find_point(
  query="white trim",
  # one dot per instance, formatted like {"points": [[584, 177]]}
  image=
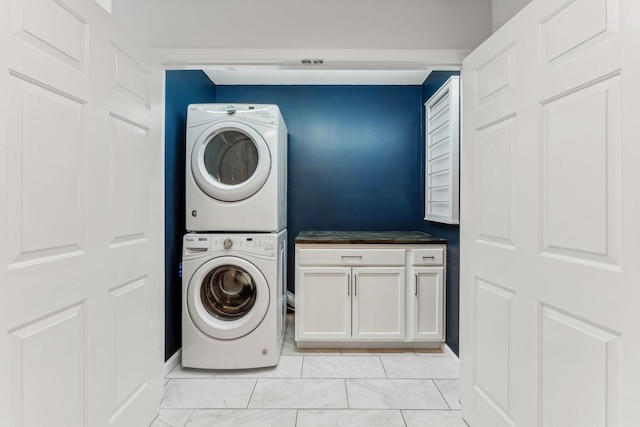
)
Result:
{"points": [[172, 362], [358, 59]]}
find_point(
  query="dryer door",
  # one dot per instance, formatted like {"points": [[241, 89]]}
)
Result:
{"points": [[230, 161], [227, 297]]}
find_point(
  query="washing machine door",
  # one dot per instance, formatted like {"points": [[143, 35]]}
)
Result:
{"points": [[227, 297], [230, 161]]}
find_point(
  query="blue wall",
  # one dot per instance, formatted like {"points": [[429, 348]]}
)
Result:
{"points": [[182, 88], [354, 155], [449, 232], [356, 161]]}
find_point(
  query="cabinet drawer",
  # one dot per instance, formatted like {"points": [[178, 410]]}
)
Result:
{"points": [[431, 256], [345, 256]]}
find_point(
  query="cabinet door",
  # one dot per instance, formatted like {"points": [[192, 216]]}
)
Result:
{"points": [[323, 304], [427, 304], [378, 303]]}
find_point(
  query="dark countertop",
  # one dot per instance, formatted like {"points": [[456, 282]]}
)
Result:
{"points": [[363, 237]]}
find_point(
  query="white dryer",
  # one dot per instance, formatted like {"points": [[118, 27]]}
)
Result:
{"points": [[236, 168], [233, 304]]}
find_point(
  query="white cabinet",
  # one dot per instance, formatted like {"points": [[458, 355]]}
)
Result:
{"points": [[442, 148], [426, 302], [323, 303], [352, 295]]}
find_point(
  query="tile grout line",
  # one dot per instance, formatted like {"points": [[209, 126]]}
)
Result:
{"points": [[255, 384], [441, 394]]}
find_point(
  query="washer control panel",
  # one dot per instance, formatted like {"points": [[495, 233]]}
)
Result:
{"points": [[249, 243]]}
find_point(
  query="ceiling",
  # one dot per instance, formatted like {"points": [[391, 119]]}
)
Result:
{"points": [[235, 75], [365, 42]]}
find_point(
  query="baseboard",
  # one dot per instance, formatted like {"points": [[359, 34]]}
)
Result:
{"points": [[448, 350], [172, 362]]}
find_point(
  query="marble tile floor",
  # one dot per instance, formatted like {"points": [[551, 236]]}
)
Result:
{"points": [[337, 388]]}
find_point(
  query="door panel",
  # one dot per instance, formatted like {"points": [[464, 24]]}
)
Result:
{"points": [[378, 303], [323, 302], [549, 229], [82, 218]]}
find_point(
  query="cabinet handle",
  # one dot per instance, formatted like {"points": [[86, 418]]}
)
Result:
{"points": [[355, 285]]}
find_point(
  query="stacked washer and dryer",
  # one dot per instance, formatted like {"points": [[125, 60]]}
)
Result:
{"points": [[234, 254]]}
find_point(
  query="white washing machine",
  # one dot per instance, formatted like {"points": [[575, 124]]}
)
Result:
{"points": [[233, 303], [236, 168]]}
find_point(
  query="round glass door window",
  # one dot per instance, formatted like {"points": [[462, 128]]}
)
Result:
{"points": [[227, 297], [228, 292], [230, 161]]}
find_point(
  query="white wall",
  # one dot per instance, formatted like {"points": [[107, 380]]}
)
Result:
{"points": [[503, 10], [307, 24]]}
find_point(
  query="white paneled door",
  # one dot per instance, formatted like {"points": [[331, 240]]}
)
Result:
{"points": [[550, 280], [81, 185]]}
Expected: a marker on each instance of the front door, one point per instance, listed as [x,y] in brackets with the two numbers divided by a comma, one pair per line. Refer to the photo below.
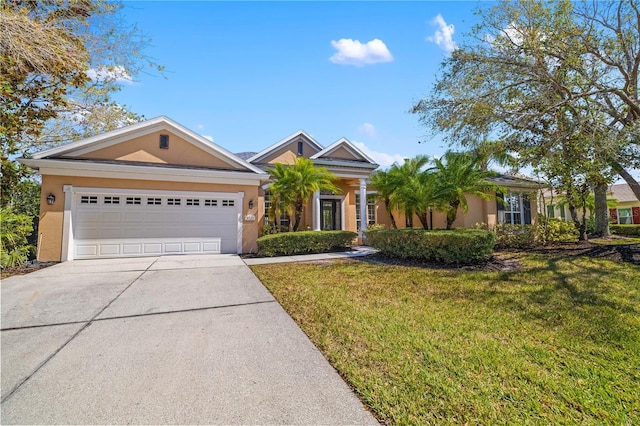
[330,215]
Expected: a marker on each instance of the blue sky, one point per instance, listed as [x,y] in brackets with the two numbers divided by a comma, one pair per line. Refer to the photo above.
[249,74]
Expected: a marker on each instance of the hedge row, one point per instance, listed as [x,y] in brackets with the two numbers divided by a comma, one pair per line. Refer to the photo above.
[626,230]
[304,242]
[459,246]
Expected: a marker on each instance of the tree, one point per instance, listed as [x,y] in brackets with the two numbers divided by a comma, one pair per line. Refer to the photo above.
[385,188]
[59,61]
[295,184]
[538,75]
[457,174]
[410,186]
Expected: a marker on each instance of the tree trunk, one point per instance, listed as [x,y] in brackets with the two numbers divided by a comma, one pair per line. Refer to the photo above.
[422,216]
[387,205]
[602,212]
[633,184]
[452,213]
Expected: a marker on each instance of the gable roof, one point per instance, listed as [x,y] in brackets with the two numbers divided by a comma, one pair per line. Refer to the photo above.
[357,154]
[623,193]
[94,143]
[283,142]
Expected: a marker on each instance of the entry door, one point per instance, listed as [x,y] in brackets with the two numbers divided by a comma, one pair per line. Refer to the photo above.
[330,215]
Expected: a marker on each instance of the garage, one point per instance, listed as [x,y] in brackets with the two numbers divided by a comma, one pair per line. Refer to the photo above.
[115,223]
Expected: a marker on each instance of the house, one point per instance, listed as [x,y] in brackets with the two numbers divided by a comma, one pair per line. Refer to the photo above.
[626,210]
[514,208]
[156,187]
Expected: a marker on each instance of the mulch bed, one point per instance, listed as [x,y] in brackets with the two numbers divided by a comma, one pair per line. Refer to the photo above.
[508,260]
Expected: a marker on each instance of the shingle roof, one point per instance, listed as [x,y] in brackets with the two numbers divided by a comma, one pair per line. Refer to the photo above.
[622,192]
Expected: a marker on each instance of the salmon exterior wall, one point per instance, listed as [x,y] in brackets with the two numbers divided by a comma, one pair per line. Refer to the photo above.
[51,217]
[147,149]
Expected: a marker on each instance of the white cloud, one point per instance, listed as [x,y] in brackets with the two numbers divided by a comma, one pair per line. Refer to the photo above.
[353,52]
[443,36]
[367,129]
[117,73]
[383,159]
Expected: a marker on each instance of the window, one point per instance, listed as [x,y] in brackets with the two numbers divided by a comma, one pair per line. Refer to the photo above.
[88,199]
[625,217]
[111,200]
[371,210]
[515,210]
[283,220]
[551,211]
[164,141]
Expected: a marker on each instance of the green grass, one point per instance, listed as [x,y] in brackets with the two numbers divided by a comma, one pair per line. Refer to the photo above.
[619,241]
[557,342]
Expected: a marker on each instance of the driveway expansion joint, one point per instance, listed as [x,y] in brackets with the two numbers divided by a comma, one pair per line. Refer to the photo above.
[73,336]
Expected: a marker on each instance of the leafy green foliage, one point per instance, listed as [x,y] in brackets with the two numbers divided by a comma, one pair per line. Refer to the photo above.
[626,230]
[14,234]
[461,246]
[294,184]
[304,242]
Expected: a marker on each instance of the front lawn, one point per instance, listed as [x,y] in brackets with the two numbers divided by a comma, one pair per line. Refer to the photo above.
[555,342]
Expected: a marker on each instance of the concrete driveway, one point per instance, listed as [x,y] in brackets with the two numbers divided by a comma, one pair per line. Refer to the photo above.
[175,339]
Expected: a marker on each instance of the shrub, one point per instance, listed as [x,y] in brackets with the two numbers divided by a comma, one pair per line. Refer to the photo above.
[625,230]
[15,247]
[459,246]
[515,236]
[557,231]
[304,242]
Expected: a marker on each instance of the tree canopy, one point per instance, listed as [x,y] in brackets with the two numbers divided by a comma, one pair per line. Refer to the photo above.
[556,82]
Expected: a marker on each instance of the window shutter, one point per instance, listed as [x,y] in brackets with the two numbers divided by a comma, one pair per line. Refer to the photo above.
[526,205]
[499,199]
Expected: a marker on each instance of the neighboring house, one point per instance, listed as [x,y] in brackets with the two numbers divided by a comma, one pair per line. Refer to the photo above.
[627,210]
[156,188]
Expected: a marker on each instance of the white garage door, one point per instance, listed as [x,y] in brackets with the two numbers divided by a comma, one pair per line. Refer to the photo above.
[128,224]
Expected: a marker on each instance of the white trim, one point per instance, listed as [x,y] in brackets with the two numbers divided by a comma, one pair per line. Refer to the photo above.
[240,196]
[135,172]
[67,224]
[348,146]
[312,142]
[123,134]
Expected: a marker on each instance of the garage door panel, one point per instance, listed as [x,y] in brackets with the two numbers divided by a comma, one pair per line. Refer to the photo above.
[118,225]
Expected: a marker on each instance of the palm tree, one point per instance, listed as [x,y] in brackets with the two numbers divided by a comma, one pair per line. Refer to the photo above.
[413,188]
[386,186]
[293,185]
[457,174]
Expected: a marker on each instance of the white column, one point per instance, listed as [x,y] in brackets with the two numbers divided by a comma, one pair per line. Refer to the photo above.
[316,211]
[363,209]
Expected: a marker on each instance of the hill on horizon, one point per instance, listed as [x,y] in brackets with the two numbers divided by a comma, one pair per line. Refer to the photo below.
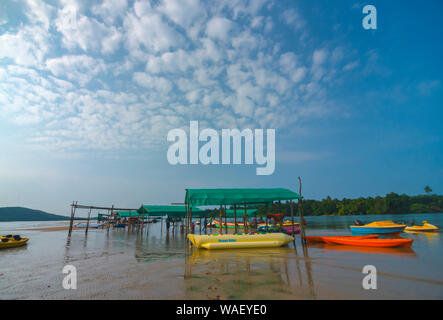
[9,214]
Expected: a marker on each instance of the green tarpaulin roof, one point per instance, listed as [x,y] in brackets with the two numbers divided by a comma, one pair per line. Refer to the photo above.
[170,211]
[125,214]
[241,212]
[207,197]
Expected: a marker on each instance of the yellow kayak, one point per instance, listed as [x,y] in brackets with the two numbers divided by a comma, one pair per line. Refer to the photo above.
[232,241]
[426,227]
[12,241]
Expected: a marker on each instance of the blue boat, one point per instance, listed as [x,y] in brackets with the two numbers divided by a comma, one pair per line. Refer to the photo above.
[378,227]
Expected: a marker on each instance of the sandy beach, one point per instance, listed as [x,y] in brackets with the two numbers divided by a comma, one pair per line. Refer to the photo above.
[122,264]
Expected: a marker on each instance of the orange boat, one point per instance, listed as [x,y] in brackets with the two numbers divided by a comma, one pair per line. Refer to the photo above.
[380,243]
[323,239]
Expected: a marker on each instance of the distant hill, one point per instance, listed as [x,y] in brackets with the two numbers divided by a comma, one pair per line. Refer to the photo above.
[25,214]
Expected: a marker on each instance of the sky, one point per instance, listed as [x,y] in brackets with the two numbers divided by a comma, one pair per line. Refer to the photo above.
[90,89]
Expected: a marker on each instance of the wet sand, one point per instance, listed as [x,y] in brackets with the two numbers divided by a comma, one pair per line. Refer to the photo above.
[152,264]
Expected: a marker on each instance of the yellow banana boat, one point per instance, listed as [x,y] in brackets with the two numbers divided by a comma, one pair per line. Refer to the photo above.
[426,227]
[236,241]
[12,241]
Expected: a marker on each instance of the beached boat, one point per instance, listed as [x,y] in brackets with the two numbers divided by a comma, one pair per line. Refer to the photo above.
[380,243]
[91,225]
[289,229]
[10,241]
[322,239]
[426,227]
[236,241]
[378,227]
[231,225]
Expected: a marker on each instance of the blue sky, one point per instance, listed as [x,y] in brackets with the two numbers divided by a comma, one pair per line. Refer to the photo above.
[85,108]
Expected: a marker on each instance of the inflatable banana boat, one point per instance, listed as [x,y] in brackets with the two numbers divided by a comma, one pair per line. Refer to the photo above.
[235,241]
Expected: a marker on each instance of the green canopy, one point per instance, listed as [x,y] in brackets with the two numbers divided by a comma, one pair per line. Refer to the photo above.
[205,197]
[241,212]
[127,214]
[170,211]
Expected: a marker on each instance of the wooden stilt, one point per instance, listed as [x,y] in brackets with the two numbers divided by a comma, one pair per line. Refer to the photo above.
[292,220]
[226,222]
[87,224]
[235,219]
[221,220]
[246,226]
[190,214]
[109,217]
[71,220]
[300,210]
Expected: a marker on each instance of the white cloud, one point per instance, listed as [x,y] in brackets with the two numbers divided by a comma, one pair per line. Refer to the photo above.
[218,28]
[157,83]
[81,68]
[26,47]
[182,12]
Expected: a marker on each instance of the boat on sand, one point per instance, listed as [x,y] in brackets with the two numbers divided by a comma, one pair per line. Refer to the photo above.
[11,241]
[323,239]
[378,227]
[236,241]
[426,227]
[380,243]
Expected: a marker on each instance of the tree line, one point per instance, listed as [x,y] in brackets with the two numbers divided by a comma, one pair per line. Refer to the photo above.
[392,203]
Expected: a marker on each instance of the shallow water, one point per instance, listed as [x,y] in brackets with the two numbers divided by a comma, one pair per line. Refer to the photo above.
[152,264]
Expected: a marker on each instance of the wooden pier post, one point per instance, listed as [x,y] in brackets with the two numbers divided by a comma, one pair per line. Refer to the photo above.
[71,220]
[246,221]
[300,210]
[87,224]
[109,217]
[226,222]
[292,221]
[235,219]
[221,220]
[190,214]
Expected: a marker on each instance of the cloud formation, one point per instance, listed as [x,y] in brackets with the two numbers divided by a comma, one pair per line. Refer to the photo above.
[119,74]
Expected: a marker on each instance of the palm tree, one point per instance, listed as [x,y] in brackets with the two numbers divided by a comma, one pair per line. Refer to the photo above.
[428,189]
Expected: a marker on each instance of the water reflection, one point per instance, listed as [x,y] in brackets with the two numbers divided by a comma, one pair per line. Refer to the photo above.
[268,273]
[399,252]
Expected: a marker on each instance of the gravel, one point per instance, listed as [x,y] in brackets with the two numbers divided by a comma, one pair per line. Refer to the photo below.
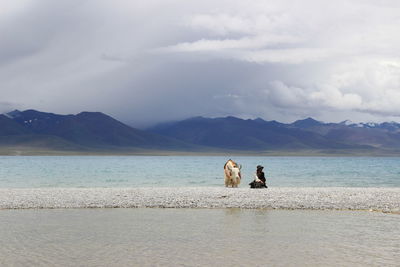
[324,198]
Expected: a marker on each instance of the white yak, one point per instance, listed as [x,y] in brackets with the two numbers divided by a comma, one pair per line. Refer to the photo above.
[232,173]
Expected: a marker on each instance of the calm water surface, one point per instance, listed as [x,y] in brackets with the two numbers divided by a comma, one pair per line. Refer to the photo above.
[197,237]
[135,171]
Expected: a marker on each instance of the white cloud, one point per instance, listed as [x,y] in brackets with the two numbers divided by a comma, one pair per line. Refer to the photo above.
[146,61]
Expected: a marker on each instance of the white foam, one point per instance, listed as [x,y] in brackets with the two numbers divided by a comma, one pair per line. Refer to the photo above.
[379,199]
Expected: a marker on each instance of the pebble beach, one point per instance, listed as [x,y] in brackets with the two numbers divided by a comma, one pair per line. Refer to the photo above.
[324,198]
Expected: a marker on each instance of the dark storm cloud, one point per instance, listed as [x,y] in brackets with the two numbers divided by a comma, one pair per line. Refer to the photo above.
[145,62]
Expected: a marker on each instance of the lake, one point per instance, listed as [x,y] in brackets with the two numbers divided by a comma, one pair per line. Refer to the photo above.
[143,171]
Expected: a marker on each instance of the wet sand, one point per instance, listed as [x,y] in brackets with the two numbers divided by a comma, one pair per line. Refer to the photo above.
[198,237]
[373,199]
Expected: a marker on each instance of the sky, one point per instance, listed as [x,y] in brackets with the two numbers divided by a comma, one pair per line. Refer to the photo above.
[145,62]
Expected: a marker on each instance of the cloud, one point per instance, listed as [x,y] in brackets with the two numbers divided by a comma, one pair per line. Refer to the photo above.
[151,61]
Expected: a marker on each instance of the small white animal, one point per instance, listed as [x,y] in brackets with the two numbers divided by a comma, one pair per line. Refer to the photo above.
[232,173]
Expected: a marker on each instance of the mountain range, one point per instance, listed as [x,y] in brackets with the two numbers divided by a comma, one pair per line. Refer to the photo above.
[96,131]
[86,131]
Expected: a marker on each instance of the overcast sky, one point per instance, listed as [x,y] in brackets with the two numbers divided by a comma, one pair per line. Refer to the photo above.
[149,61]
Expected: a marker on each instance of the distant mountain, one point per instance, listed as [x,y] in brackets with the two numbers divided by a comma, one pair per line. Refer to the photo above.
[235,133]
[96,131]
[85,130]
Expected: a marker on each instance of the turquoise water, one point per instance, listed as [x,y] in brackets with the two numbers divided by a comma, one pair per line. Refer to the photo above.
[165,171]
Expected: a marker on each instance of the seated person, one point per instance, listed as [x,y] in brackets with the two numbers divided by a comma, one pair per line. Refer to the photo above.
[259,179]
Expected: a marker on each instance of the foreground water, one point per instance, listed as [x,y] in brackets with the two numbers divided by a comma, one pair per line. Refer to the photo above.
[144,171]
[198,237]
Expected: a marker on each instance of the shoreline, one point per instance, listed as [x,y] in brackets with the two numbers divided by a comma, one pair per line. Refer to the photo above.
[287,198]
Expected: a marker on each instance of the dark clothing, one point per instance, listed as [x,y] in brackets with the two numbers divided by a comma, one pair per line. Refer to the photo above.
[261,176]
[256,184]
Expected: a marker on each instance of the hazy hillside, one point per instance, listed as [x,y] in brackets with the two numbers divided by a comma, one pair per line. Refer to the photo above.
[84,131]
[235,133]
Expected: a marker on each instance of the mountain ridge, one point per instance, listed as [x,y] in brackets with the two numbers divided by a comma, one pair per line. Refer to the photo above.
[92,131]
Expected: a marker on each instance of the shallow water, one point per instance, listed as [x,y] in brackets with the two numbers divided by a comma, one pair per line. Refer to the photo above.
[139,171]
[198,237]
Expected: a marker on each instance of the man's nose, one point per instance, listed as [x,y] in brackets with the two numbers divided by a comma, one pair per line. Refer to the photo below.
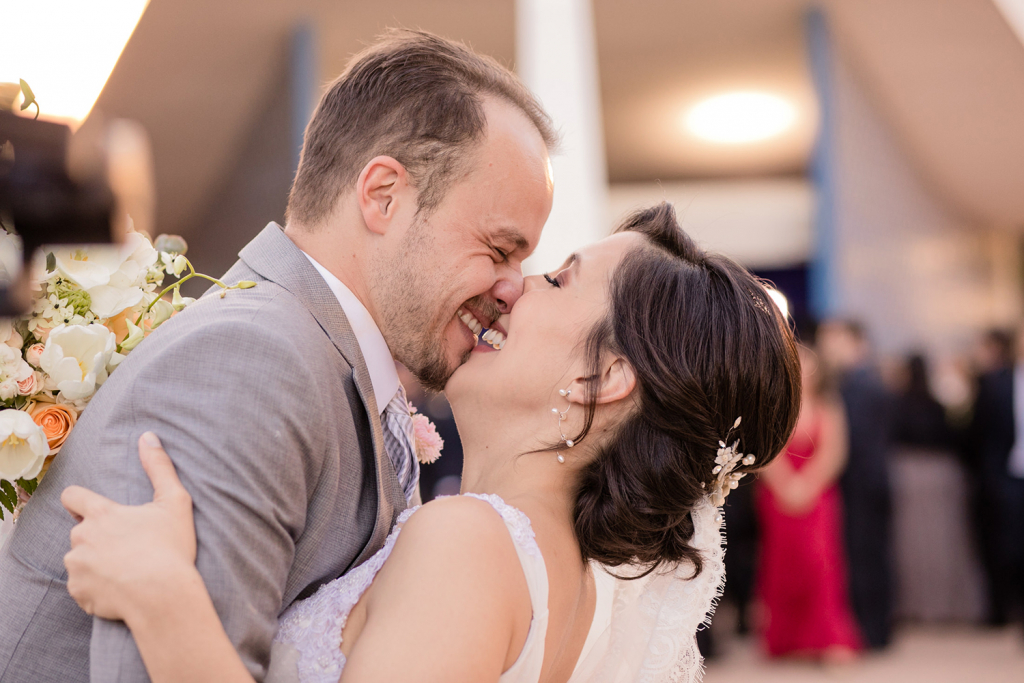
[508,289]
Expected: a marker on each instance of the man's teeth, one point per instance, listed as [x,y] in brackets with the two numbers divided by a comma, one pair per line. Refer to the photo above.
[495,338]
[470,322]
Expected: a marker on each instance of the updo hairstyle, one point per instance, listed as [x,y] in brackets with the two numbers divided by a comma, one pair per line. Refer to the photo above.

> _What you need to do_
The answer consists of the lines above that include the word "dryer", each copied exactly.

> _Result below_
  query="dryer door",
  query="white dryer",
  query="stacked washer and dryer",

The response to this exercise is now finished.